= Beginning of Section =

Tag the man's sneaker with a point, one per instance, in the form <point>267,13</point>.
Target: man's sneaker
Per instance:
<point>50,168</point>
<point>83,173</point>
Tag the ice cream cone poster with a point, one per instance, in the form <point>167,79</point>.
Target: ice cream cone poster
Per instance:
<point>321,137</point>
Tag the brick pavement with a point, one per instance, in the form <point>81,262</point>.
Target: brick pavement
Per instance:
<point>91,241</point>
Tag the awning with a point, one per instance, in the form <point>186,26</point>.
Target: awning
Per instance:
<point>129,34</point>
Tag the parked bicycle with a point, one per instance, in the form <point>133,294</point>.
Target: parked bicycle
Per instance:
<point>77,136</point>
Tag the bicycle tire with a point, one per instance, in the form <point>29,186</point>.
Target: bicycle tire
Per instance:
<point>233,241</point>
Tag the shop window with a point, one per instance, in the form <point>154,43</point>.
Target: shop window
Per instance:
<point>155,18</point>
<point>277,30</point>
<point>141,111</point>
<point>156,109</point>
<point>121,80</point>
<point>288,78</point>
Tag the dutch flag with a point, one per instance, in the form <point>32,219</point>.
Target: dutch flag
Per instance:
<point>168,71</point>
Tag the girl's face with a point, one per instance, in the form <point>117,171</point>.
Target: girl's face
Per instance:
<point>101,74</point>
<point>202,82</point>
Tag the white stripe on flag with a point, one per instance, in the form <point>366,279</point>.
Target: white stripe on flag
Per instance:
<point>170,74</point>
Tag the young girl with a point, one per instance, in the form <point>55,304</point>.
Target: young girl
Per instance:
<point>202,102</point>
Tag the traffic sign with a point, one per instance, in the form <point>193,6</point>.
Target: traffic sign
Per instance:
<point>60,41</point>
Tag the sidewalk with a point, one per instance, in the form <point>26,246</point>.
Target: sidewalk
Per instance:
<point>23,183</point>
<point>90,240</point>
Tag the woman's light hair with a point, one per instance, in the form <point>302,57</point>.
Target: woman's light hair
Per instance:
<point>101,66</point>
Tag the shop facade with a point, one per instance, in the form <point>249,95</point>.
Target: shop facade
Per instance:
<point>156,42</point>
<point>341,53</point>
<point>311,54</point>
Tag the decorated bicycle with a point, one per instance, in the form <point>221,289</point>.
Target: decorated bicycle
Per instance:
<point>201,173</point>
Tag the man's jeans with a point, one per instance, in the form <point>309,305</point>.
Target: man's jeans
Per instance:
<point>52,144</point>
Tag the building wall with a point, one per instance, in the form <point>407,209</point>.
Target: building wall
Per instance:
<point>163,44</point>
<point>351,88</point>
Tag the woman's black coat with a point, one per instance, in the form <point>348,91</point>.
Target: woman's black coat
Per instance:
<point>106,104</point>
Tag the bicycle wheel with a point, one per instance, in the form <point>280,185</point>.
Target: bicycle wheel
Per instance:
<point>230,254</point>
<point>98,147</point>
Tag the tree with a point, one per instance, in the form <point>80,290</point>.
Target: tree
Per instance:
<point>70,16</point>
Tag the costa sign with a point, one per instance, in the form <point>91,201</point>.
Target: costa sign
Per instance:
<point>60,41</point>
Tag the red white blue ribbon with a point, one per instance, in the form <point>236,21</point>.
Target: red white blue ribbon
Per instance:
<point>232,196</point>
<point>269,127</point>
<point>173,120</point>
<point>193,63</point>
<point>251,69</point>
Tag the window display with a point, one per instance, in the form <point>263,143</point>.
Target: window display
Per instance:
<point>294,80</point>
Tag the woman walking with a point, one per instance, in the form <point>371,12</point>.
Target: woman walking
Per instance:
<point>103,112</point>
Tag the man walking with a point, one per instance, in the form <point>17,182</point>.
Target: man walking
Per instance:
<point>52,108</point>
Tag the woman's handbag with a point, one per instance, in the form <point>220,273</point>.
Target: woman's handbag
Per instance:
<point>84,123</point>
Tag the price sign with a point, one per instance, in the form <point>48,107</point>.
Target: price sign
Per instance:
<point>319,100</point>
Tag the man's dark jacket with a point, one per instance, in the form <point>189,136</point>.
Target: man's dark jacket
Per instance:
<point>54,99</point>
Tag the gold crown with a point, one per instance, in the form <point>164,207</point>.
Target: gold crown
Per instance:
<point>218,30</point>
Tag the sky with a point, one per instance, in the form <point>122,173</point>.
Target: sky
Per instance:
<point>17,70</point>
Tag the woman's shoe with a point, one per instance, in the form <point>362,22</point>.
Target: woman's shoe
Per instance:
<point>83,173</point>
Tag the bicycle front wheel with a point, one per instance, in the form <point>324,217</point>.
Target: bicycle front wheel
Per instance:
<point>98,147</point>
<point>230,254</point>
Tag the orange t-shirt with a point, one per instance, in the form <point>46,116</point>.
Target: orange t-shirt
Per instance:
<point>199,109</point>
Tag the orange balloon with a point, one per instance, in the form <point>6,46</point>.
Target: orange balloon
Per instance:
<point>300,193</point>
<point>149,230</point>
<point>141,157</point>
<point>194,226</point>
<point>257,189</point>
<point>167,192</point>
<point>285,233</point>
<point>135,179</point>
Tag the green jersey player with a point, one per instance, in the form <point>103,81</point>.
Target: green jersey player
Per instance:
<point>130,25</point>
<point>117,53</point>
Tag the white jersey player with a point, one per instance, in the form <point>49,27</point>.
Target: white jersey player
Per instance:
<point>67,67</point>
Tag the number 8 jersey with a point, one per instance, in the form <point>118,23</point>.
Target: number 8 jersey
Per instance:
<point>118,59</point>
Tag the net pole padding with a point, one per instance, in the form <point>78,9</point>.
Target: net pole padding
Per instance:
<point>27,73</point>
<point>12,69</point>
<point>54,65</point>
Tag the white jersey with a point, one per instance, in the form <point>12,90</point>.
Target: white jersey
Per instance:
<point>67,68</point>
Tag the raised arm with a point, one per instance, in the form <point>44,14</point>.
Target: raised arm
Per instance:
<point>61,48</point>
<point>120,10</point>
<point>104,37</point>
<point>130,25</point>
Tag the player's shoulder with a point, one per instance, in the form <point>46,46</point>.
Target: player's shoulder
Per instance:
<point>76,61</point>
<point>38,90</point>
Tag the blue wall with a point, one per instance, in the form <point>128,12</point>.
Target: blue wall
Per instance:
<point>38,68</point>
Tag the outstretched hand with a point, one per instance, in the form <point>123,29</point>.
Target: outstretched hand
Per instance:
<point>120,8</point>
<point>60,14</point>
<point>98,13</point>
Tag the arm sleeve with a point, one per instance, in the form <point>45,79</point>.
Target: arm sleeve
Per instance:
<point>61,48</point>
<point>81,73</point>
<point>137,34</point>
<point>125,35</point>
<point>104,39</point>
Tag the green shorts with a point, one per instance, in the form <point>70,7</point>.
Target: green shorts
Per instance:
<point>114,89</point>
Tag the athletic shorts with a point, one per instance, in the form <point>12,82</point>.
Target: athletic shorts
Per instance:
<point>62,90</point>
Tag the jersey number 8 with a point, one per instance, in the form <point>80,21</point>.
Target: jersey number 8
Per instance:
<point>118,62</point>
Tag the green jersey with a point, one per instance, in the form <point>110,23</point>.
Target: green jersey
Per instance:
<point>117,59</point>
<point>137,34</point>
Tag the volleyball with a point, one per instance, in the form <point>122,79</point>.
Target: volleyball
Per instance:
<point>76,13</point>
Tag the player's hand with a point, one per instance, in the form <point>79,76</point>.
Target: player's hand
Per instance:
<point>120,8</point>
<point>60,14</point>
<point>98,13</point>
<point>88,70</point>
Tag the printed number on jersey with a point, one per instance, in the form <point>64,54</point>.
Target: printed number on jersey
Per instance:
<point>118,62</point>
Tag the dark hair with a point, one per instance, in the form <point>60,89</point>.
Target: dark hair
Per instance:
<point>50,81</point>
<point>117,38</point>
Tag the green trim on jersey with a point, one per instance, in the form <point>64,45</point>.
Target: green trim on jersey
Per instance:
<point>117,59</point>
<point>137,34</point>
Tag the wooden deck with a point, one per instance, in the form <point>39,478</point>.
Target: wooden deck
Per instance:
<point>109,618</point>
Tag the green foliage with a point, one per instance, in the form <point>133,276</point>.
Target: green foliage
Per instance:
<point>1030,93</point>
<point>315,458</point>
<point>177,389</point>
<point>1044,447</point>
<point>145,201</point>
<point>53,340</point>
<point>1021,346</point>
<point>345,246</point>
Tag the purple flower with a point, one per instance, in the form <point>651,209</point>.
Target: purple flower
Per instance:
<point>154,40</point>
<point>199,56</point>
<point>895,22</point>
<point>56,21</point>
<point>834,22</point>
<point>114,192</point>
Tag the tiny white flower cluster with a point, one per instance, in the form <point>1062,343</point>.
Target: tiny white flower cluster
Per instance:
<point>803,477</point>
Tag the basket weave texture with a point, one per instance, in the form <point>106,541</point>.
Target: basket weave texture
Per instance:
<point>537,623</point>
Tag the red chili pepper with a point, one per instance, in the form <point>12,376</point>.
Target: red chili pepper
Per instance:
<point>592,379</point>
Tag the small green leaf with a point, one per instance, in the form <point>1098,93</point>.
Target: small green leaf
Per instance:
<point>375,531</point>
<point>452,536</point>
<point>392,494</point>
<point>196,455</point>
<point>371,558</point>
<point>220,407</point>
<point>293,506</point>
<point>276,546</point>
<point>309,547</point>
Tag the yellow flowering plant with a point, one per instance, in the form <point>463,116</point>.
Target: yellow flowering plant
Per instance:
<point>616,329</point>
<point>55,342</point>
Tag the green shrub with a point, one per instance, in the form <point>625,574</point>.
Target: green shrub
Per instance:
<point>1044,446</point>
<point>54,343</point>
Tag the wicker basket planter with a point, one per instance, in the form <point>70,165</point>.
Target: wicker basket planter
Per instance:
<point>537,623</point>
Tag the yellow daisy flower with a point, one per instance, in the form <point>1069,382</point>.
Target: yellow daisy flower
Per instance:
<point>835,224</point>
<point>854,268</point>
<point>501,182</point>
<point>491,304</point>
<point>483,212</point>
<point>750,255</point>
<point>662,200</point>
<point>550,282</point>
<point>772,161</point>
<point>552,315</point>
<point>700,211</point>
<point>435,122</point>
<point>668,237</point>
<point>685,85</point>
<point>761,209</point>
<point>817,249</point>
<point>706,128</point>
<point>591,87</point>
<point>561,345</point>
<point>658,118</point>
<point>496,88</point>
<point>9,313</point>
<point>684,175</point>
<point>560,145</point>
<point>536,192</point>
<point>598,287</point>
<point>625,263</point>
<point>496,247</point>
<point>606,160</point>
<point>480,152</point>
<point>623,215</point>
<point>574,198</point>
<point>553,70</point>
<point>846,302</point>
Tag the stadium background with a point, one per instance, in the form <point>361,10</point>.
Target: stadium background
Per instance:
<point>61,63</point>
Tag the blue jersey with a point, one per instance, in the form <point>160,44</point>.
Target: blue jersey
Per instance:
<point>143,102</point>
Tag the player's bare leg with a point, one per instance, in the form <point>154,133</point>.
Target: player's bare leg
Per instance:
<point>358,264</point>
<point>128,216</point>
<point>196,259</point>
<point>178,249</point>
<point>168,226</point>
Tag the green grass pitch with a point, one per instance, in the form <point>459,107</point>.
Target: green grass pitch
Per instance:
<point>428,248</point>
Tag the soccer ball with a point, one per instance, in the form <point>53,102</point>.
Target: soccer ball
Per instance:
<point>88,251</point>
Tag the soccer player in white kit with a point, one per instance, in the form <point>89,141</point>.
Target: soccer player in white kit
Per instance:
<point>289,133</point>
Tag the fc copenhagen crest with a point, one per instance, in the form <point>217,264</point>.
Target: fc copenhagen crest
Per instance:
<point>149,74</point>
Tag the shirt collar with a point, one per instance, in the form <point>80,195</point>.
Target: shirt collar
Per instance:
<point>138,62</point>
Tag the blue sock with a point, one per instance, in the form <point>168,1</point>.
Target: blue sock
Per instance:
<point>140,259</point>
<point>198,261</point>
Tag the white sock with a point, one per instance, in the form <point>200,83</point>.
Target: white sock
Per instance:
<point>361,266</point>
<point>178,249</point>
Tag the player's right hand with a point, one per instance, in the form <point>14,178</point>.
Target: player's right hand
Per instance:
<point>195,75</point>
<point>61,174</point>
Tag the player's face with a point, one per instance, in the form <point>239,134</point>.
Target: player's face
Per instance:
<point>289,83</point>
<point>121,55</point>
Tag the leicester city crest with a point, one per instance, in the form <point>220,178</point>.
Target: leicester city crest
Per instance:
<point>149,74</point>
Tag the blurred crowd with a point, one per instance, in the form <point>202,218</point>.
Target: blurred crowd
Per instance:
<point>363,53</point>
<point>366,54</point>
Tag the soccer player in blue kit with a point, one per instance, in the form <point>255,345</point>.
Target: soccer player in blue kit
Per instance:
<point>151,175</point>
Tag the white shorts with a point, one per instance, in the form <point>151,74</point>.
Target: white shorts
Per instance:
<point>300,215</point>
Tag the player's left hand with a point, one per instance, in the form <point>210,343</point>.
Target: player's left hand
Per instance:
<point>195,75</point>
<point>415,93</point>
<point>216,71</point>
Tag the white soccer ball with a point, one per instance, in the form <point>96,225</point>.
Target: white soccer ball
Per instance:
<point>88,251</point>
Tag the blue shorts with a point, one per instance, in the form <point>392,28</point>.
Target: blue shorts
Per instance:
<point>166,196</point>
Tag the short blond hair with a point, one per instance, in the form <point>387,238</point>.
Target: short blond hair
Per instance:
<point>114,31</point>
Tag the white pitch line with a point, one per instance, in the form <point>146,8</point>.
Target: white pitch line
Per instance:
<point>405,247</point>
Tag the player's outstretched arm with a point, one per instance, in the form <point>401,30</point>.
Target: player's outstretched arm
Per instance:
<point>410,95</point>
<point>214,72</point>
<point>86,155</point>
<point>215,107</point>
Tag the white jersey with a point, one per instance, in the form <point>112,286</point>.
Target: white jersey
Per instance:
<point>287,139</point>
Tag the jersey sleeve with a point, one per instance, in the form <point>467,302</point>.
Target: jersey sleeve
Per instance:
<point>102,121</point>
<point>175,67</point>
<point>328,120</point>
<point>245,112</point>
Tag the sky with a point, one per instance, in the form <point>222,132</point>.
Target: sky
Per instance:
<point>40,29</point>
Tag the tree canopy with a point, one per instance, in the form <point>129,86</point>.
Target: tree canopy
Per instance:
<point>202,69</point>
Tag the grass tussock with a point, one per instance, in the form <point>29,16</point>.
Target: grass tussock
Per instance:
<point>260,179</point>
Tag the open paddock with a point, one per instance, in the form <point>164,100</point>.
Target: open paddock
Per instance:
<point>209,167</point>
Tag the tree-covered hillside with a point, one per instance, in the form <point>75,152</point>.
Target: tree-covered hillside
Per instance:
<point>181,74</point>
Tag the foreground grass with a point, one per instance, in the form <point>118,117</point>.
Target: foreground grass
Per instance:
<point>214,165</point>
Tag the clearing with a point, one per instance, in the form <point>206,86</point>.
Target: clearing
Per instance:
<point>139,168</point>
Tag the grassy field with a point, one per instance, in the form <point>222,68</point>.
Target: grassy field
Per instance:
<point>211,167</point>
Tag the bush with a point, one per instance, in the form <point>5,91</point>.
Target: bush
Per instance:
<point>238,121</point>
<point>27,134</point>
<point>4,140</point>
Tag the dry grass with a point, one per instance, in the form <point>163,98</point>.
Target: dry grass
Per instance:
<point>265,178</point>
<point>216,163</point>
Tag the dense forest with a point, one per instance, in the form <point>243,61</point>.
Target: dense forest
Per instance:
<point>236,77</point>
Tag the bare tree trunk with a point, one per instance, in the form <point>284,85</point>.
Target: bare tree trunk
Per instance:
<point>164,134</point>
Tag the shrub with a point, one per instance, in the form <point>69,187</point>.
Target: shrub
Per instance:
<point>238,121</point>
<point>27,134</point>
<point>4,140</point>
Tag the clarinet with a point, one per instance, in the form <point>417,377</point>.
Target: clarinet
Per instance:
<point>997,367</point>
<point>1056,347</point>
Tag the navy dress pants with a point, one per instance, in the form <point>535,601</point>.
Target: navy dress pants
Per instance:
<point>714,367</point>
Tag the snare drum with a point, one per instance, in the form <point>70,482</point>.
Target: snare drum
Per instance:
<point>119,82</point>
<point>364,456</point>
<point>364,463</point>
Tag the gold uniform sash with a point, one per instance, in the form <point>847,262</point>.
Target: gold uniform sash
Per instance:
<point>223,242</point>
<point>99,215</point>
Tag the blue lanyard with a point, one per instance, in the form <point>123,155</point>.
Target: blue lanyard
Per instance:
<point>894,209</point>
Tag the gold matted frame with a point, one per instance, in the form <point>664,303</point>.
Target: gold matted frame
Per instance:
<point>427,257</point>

= End of Section =

AIM OF THE TASK: The line with "Target: girl's face" is the last to include; transcribe exactly every line from the top of the material above down to it.

EXERCISE SOLUTION:
Tag the man's sneaker with a point, one per instance, in the form <point>267,13</point>.
Target: man's sneaker
Per instance:
<point>50,168</point>
<point>83,173</point>
Tag the ice cream cone poster with a point, one per instance, in the form <point>167,79</point>.
Target: ice cream cone poster
Per instance:
<point>321,137</point>
Tag the brick pavement with a point, one per instance, in the form <point>81,262</point>.
Target: brick pavement
Per instance:
<point>91,241</point>
Tag the awning with a point, one per instance, in the form <point>186,26</point>.
Target: awning
Per instance:
<point>129,34</point>
Tag the parked bicycle with a point, one per instance, in the form <point>133,294</point>.
Target: parked bicycle
Per instance:
<point>77,136</point>
Tag the bicycle tire with a point, one per instance, in the form <point>29,186</point>.
Target: bicycle tire
Per instance:
<point>233,241</point>
Tag the shop window with a point, one per instance, in the form <point>154,43</point>.
Target: shop window
Per instance:
<point>155,18</point>
<point>277,30</point>
<point>141,111</point>
<point>156,109</point>
<point>121,80</point>
<point>288,78</point>
Tag the dutch flag with a point, one per instance, in the form <point>32,219</point>.
Target: dutch flag
Per instance:
<point>168,71</point>
Tag the girl's face with a point, one per instance, in the form <point>117,171</point>.
Target: girl's face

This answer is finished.